Deine Aufgabe: Wähle aus den folgenden Daten jede Zeile aus, in der das Wort „bumper“ vorkommt, und gib diese Zeilen unverändert wieder.

Einträge zur Beschriftung von Begrenzungsrahmen
=====
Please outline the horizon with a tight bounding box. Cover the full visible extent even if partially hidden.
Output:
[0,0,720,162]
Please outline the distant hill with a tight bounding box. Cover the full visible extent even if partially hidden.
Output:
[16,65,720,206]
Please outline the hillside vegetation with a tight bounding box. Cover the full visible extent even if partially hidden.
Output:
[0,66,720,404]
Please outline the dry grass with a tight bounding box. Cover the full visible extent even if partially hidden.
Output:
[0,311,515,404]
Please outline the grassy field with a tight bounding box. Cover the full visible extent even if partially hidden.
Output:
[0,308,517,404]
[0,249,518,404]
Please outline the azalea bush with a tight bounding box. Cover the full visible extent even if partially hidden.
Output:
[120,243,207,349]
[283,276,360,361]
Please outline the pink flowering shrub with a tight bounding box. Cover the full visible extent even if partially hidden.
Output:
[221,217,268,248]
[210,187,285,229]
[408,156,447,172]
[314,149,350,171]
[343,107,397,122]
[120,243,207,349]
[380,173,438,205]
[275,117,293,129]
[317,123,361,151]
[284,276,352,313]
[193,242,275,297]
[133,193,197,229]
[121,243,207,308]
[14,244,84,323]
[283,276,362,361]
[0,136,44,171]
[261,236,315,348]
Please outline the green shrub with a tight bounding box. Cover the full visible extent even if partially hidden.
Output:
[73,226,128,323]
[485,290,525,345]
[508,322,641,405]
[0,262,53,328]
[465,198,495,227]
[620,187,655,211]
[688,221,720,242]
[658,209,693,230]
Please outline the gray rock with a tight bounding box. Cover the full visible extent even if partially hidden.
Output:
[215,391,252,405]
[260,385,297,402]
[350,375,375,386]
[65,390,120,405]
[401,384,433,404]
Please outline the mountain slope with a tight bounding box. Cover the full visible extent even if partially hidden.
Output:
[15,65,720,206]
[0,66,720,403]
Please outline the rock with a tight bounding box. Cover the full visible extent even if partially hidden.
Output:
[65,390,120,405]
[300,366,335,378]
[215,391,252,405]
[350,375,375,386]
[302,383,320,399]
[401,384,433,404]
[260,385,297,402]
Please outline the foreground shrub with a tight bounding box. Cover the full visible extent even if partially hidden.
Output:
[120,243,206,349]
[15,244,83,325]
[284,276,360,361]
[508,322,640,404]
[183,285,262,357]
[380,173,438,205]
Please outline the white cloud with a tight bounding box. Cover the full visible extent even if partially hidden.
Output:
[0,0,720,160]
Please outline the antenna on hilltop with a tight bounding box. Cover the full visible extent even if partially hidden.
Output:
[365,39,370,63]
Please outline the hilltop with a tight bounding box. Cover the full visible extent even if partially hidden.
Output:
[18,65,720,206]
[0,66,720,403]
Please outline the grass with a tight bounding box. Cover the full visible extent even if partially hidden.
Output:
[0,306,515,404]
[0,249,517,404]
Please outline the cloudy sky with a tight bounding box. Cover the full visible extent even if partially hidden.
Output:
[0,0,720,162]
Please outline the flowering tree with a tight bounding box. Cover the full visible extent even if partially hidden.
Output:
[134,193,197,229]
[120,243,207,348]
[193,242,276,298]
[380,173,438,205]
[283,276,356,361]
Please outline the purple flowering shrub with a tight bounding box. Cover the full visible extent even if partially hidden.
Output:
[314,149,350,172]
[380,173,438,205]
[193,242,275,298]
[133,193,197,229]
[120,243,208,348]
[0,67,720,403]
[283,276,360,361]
=====
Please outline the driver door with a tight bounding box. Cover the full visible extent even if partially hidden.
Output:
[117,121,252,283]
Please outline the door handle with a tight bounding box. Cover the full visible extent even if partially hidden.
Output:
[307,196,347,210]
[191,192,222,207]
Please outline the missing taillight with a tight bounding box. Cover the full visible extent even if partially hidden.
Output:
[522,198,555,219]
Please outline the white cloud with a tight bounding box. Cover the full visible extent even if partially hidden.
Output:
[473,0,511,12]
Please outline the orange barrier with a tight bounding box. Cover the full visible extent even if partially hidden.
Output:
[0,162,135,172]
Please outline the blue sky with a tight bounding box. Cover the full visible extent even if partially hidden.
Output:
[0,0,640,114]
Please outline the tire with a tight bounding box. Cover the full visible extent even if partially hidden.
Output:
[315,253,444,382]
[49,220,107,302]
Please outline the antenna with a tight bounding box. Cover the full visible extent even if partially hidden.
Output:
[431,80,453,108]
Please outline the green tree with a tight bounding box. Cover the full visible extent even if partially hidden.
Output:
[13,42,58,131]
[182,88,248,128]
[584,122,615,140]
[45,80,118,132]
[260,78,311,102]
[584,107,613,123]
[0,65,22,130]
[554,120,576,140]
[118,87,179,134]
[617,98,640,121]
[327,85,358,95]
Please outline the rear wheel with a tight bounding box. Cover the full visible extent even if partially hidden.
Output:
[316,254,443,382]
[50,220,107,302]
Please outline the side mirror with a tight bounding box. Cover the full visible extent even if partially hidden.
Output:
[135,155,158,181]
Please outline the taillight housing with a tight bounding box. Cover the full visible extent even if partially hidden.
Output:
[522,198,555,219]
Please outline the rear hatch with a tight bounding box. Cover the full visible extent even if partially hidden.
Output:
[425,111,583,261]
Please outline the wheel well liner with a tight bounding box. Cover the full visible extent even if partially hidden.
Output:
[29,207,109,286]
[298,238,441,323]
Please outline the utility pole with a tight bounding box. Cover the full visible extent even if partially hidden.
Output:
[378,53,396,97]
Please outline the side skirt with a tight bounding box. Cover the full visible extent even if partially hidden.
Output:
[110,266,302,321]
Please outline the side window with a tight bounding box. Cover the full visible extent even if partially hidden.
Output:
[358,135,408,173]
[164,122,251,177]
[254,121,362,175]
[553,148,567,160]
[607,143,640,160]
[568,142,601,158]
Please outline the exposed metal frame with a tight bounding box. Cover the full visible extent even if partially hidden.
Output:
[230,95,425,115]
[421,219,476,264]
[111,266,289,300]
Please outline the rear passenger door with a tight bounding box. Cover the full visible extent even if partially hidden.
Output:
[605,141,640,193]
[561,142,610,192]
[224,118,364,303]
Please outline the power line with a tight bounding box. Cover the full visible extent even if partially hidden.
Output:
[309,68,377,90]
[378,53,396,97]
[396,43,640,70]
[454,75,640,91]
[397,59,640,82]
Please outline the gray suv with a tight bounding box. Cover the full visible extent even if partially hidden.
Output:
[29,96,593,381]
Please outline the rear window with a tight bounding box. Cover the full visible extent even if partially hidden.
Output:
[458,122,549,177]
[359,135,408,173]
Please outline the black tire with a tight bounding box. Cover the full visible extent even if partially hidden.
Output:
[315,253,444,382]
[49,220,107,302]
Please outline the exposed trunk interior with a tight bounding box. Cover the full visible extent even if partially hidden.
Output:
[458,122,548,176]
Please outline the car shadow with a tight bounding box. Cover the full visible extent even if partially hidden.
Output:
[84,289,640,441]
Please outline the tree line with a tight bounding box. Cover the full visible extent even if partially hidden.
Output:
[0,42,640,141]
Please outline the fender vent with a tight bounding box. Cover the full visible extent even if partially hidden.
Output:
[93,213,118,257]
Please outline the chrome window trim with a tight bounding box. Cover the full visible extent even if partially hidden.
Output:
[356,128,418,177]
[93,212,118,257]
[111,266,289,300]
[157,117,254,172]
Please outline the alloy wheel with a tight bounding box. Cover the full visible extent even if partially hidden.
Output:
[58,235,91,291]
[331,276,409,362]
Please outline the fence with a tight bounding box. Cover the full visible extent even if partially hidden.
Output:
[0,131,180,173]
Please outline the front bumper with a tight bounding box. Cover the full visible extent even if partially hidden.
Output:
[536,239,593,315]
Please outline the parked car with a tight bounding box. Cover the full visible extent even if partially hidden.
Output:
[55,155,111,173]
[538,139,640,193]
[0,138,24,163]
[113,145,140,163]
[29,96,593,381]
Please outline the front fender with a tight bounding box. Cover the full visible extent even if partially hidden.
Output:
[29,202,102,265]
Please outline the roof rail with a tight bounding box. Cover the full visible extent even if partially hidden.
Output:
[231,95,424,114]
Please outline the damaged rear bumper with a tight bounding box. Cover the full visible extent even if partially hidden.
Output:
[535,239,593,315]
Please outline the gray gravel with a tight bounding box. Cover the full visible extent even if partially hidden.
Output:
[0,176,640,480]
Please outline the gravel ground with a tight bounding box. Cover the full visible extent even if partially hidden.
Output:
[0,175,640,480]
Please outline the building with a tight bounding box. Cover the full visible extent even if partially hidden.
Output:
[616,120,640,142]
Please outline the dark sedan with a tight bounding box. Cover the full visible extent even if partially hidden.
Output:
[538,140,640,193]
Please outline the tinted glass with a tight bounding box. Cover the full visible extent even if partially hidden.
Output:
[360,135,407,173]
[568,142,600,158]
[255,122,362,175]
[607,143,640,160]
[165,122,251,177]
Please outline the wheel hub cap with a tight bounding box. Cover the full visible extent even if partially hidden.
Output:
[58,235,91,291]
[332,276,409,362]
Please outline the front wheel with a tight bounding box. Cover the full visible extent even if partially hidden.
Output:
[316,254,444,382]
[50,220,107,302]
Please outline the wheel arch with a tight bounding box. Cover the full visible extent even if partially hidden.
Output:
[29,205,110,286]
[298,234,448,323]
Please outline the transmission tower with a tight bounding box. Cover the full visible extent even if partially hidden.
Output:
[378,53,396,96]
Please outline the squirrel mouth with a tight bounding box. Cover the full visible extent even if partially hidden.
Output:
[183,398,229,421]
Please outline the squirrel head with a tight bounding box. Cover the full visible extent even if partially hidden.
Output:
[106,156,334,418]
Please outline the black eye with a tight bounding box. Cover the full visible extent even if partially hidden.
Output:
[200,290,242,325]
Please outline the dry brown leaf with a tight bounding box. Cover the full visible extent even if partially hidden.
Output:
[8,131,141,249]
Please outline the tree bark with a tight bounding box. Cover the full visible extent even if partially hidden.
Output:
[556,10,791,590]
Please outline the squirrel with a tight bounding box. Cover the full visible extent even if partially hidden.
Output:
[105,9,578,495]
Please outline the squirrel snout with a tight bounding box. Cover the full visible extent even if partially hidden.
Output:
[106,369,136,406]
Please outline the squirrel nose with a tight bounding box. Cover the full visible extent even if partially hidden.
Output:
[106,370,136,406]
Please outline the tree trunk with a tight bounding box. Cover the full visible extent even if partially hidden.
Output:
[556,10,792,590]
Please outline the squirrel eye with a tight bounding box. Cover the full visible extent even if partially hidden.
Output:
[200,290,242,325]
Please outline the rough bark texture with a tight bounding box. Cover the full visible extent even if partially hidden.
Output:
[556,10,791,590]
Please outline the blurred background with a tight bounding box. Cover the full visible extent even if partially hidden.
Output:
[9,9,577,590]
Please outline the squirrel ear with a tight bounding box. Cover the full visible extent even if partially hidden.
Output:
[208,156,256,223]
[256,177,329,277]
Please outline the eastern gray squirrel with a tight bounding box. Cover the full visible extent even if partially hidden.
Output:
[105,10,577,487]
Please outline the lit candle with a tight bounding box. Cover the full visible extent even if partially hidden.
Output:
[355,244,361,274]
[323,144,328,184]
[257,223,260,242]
=====
Problemlösung:
Please outline the front bumper with a tight bounding box. Cover the full visible extent even if partially hidden.
Please outline the damaged rear bumper with a tight bounding box. Cover the full visible extent even if partially hidden.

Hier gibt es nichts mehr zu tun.